__Task instructions__.
In the records below, find the line that contains "Where can the man in gray" and the line that contains "Where can the hand". Set down exactly those lines and every line between them, and nothing more.
· · ·
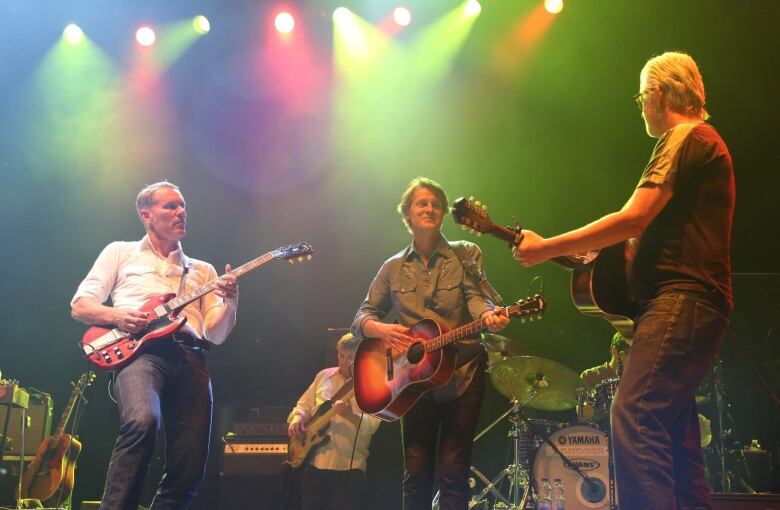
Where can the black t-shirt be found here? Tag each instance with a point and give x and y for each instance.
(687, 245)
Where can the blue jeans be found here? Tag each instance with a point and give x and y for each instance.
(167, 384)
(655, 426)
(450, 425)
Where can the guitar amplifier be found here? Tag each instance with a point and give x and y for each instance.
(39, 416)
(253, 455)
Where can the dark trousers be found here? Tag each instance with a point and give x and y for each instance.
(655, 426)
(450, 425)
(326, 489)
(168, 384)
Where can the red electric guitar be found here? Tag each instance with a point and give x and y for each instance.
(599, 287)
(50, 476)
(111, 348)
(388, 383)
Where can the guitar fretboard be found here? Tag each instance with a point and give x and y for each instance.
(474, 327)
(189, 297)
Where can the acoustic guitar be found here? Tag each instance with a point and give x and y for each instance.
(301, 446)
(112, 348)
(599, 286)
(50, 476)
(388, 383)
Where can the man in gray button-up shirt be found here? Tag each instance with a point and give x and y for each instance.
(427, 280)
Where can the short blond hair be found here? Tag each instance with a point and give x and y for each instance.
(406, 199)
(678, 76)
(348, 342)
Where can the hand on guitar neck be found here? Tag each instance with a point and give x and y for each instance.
· · ·
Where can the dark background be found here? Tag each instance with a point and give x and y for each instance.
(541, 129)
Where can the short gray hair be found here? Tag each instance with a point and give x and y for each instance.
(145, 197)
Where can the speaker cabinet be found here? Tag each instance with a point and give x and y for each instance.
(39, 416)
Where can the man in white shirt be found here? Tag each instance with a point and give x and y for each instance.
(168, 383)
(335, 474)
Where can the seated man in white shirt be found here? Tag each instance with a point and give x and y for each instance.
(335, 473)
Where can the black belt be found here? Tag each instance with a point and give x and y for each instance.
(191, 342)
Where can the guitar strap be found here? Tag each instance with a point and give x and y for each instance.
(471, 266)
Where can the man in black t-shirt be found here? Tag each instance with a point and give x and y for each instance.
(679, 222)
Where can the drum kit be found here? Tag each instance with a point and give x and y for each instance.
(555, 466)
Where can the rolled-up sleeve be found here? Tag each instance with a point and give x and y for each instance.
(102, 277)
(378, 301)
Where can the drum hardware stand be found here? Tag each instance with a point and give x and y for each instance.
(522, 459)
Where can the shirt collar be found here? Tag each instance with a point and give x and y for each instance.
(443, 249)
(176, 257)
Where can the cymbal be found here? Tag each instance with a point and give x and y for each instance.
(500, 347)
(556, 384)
· · ·
__The completed task__.
Where can the man in gray button-up shirt be found here? Tag each instance with a point and give x and y for each instance.
(427, 280)
Where can the short blond hair be found here? Tag each instance with a point and give x and y for each instance.
(406, 199)
(678, 76)
(348, 342)
Where can the hand on guitar neck be found here? Tag each instance with a point and give x and y for each instance.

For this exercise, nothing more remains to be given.